**Trecho citado:**

Hebe de Bonafini: a mãe que desafiou a ditadura argentina

Por Daniela Valenga

Hebe de Bonafini, líder das Mães da Praça de Maio, organização que desde 1977 denuncia os desaparecimentos de opositores durante a Ditadura Militar na Argentina, morreu em 20 de novembro.

A Ditadura Militar ocorreu entre 1976 e 1983 na Argentina. Organizações de direitos humanos estimam que há entre 20 mil e 30 mil pessoas desaparecidas por consequência do período.

Hebe teve dois filhos e uma nora desaparecidos durante a ditadura e sua trajetória foi marcada pela luta e pelo ativismo em busca das vítimas.

Da classe média de Buenos Aires, Hebe se casou aos 14 anos. Dona de casa, cursou apenas a escola primária e teve três filhos: Jorge Omar, Raúl Alfredo e María Alejandra.

Jorge, professor de matemática, estudante de física na Universidade Nacional de La Plata (UNLP) e membro do Partido Comunista Marxista-Leninista, foi sequestrado aos 26 anos pelas forças de repressão.

Sua mãe passou a percorrer hospitais e delegacias e, em sua casa, começou a se reunir com outros familiares de pessoas desaparecidas.

Após o sequestro, Raúl, estudante de ciências naturais na UNLP e do partido comunista, passou a viver de modo clandestino. Aos 24 anos, desapareceu após uma reunião de sindicato, também em 1977.

Em 1978, sua nora e esposa de Jorge, María Elena Bugnone Cepeda, também desapareceu. Os três não foram encontrados até hoje.

**Trecho dos dados:**
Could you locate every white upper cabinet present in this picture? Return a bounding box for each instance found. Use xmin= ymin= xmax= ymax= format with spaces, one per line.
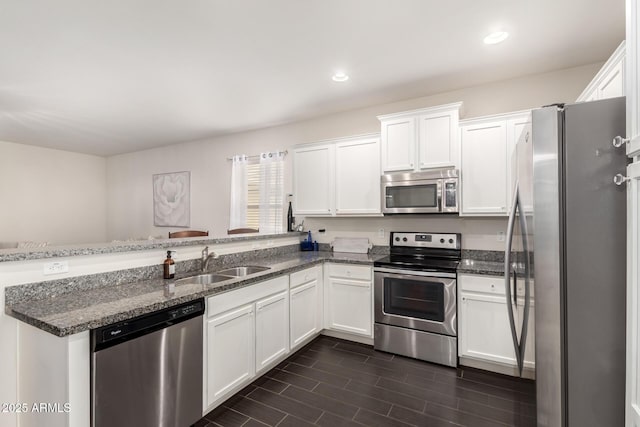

**Detalhes da tarefa:** Continue o texto sobre Hebe de Bonafini e as Mães da Praça de Maio a partir da última frase.

**Resposta do exercício:**
Em 30 de abril de 1977, mães e parentes de desaparecidos se reuniram na Praça de Maio, centro de Buenos Aires. A polícia tentou dispersá-las dizendo que não se podiam realizar reuniões no local.

Para não ficarem paradas e serem reprimidas novamente, elas começaram a caminhar em pares, dando voltas no local, que fica em frente à Casa Rosada, sede da presidência argentina.

Foi assim que começou o grupo Mães da Praça de Maio. Até hoje, elas atuam como um grupo, caminham e usam lenços brancos na cabeça com os nomes dos filhos escritos.

A princípio ignoradas pelos grandes jornais argentinos durante a ditadura, elas buscaram a imprensa internacional para denunciar os desaparecimentos, tendo Hebe como uma das principais líderes.

Hebe ganhou vários prêmios internacionais em reconhecimento à luta realizada, como o Prêmio UNESCO de Educação pela Paz.

Hoje, as Mães da Praça de Maio são uma das entidades que lutam por direitos humano mais conhecidas internacionalmente e possuem um instituto universitário, um jornal, uma rádio e uma livraria.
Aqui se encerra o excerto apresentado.